- **EXERCISE**
Rewrite all of the items below, replacing each "pin" with "marker" and leaving everything else unchanged. Leave the pictures out of your answer.

---------- AVAILABLE DATA ----------

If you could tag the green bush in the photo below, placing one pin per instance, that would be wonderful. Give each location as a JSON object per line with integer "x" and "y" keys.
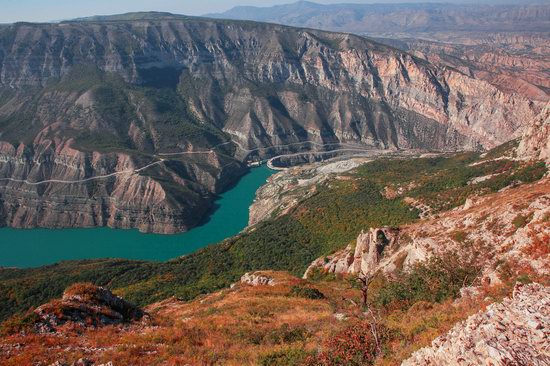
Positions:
{"x": 288, "y": 357}
{"x": 435, "y": 280}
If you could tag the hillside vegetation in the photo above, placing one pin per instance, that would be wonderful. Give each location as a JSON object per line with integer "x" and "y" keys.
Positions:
{"x": 318, "y": 226}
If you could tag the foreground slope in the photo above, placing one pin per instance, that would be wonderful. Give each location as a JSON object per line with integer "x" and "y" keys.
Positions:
{"x": 138, "y": 121}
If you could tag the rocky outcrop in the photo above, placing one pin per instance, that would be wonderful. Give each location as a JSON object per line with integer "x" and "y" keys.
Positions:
{"x": 510, "y": 226}
{"x": 139, "y": 121}
{"x": 85, "y": 305}
{"x": 365, "y": 258}
{"x": 286, "y": 189}
{"x": 257, "y": 279}
{"x": 514, "y": 332}
{"x": 535, "y": 143}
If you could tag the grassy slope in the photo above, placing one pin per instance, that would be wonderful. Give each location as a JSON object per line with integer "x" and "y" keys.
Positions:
{"x": 321, "y": 224}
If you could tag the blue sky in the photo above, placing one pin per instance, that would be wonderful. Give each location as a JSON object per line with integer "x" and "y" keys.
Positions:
{"x": 47, "y": 10}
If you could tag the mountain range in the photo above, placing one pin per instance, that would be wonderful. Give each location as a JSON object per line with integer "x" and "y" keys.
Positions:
{"x": 140, "y": 120}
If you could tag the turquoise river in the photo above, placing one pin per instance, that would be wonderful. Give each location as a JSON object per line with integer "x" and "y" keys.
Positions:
{"x": 36, "y": 247}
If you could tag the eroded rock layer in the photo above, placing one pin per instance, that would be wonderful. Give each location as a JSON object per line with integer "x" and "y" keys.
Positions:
{"x": 140, "y": 120}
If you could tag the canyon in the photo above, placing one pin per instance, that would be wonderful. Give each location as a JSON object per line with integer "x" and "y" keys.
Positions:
{"x": 141, "y": 120}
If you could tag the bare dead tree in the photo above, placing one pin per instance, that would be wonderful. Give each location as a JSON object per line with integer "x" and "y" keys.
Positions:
{"x": 365, "y": 280}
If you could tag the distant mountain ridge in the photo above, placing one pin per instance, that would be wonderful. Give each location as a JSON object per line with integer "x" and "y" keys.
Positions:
{"x": 139, "y": 123}
{"x": 405, "y": 17}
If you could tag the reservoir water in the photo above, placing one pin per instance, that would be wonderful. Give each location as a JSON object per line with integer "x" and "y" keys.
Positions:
{"x": 36, "y": 247}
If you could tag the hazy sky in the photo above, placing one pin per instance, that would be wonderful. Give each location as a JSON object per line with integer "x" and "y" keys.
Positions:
{"x": 47, "y": 10}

----------

- **EXERCISE OUTPUT**
If you could tag the green bush in the photo below, placing one marker per instance, that would be wonderful. Give each location as a JSON object per line with integer "x" and "y" keys.
Positions:
{"x": 288, "y": 357}
{"x": 435, "y": 280}
If you could tag the hillside vegetation in the photo above, placing one marker per instance, that would be wonderful. Give each location as a JSON object per line with integer "x" and "y" keys.
Positions:
{"x": 318, "y": 226}
If you could tag the foreground slope in the photo above, placing one marker per instance, that would be wonderful. Give each location as a JSON object per line with integer "x" and "y" keys.
Positions:
{"x": 138, "y": 121}
If you could tag the rocky outcrop in the photo above, placing one marker per instance, that would be wonderful. Give each location as a JSON object per line with integer "x" and "y" keys.
Positions:
{"x": 510, "y": 226}
{"x": 139, "y": 121}
{"x": 85, "y": 305}
{"x": 365, "y": 258}
{"x": 286, "y": 189}
{"x": 257, "y": 279}
{"x": 514, "y": 332}
{"x": 535, "y": 143}
If you could tag the grassy slope in the photo above, placing one marker per instance, that would be wonderful. Give each location as a JSON object per line with integer "x" and "y" keys.
Positions:
{"x": 321, "y": 224}
If you could tag the blue sky in the photo above, placing one marker per instance, that would be wonderful. Give each location as a JSON object per line with integer "x" and "y" keys.
Positions:
{"x": 47, "y": 10}
If you could tag the mountain range in the photo above, placing one marker per instance, that would be wonderful. Give each location as a JSON object per line with integer "x" and "y" keys.
Positions:
{"x": 140, "y": 120}
If you could tag the turquoise river in the photo above, placing one marker per instance, that would be wonderful. Give each location as a JSON object per line with integer "x" and "y" keys.
Positions:
{"x": 36, "y": 247}
If you could tag the eroded rock layer in the photo above, placing one marker per instance, that would be wonderful. Give each location as a JSON object per line with integer "x" and "y" keys.
Positions:
{"x": 140, "y": 120}
If you could tag the canyon in the photo above, placing one marker per instance, that would be wonderful. Give each location as a JSON object per line with integer "x" and "y" keys.
Positions:
{"x": 141, "y": 120}
If you could tag the bare dead tree in the photo above, placing one marker per instance, that would be wonderful. Give each location as a JSON object per line with integer "x" and "y" keys.
Positions:
{"x": 365, "y": 280}
If you could tag the distant mountain ridge in the photo above, placing one marker per instance, that would be wonderful. Give each location as a JSON object per line with integer "x" and "y" keys.
Positions:
{"x": 139, "y": 123}
{"x": 405, "y": 17}
If you could tag the reservoir water in the photo above, placing one marker per instance, that would be wonderful. Give each location as a JSON object per line with integer "x" and "y" keys.
Positions:
{"x": 36, "y": 247}
If you could tag the hazy sky in the photo above, placing one marker per instance, that would be wonderful. Give each location as a JSON object per line with integer "x" and "y" keys.
Positions:
{"x": 47, "y": 10}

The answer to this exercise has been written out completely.